Document segment:
--- START ---

To describe a technique for hysteroscopic removal of retained products of conception (RPOC) implanted over an area of adenomyosis.
A case report (Canadian Task Force classification III).
RPOC is an unfortunate complication that may occur after the resolution of a normal pregnancy; it is more common after early pregnancy termination or spontaneous miscarriage . Immediate consequences of RPOC include persistent vaginal bleeding, abdominal pain, pelvic infection, fever, and dilated cervix. Moreover, known long-term complications include the formation of intrauterine adhesions (IUAs) with the potential creation of Asherman syndrome resulting in adverse reproductive outcomes caused by subfertility, chronic pelvic pain, menstrual disturbances, and severe pregnancy complications such as abnormal placentation including the placenta accreta spectrum [2,3]. A recently published American Association of Gynecologic Laparoscopists practice report on IUAs suggests that the surgical approach used to treat intrauterine pathology could have an impact with greater risk for IUA formation when blind versus procedures under direct visualization are performed .
A 35-year-old patient who presented with persistent bleeding for over 5 weeks. The patient has a long history of dysmenorrhea and heavy menstrual bleeding. Magnetic resonance imaging revealed the presence of adenomyosis. She had an unfortunate spontaneous abortion at 8 weeks of gestation. On physical examination, she was found to have a dilated uterine cervix with persistent vaginal bleeding; there were no signs of infection. Pelvic ultrasound revealed an intrauterine hyperechogenic vascularized area of 2 × 2, 8 × 2 cm implanted over a focal area of adenomyosis, which is consistent with the presence of RPOC. With the aim of minimizing possible acute complications such as bleeding, infection, and uterine perforation, a hysteroscopic approach was taken to avoid performing a blind dilation and curettage. A secondary benefit of a hysteroscopic approach is a lower incidence of long-term complications such as IUAs and the consequent Asherman syndrome. We describe a hysteroscopic technique in which the use of electrosurgery is limited to minimize thermal damage of the endometrium, highlighting important tips and tricks of the procedure.

--- END ---

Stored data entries

--- START ---

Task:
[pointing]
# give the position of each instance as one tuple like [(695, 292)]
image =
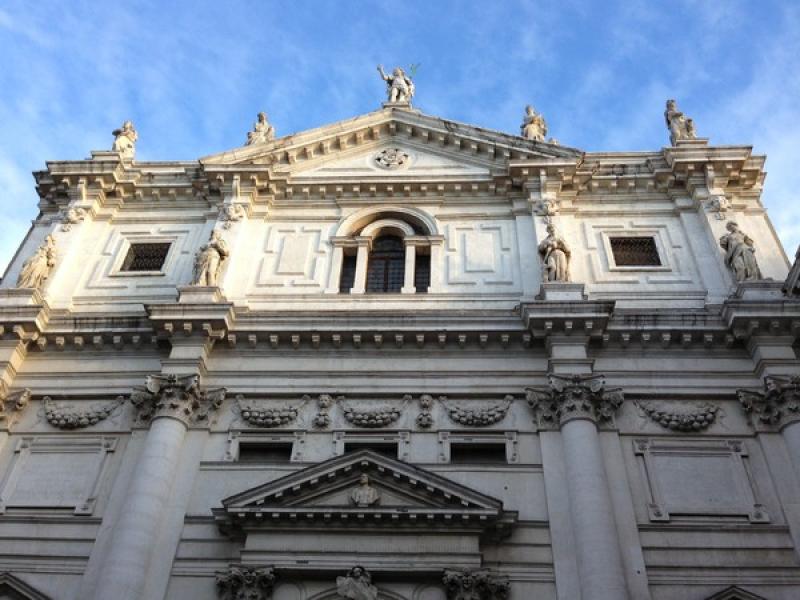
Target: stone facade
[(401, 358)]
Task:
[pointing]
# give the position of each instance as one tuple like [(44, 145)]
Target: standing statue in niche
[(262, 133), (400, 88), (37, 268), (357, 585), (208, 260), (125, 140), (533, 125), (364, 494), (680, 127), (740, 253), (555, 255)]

--- END ---
--- START ---

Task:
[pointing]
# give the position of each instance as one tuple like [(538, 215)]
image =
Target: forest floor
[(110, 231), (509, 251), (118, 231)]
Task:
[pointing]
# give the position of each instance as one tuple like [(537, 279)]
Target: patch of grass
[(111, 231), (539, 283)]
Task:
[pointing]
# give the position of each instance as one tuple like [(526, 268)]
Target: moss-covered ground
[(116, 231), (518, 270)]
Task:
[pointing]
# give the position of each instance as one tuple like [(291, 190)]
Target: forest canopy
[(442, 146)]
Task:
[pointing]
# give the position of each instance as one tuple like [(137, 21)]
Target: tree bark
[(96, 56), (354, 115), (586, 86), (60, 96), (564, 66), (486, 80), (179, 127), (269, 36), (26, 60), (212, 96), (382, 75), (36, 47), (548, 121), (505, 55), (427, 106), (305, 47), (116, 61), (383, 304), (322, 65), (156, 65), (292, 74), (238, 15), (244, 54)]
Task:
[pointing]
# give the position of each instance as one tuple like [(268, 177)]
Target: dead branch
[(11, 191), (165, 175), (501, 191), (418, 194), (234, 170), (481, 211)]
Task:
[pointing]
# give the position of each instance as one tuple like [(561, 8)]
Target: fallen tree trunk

--- END ---

Tasks to complete:
1 - According to the case report on retained products of conception, why was a hysteroscopic approach chosen for this patient instead of a blind dilation and curettage? Answer in one to three sentences.
2 - Return the passage of the case report on retained products of conception from "To describe a" up to and including "Force classification III).", reproduced word for word.

Solved tasks:
1 - The hysteroscopic approach was chosen to minimize possible acute complications such as bleeding, infection, and uterine perforation. A secondary benefit is a lower incidence of long-term complications such as intrauterine adhesions and the resulting Asherman syndrome.

2 -
To describe a technique for hysteroscopic removal of retained products of conception (RPOC) implanted over an area of adenomyosis.
A case report (Canadian Task Force classification III).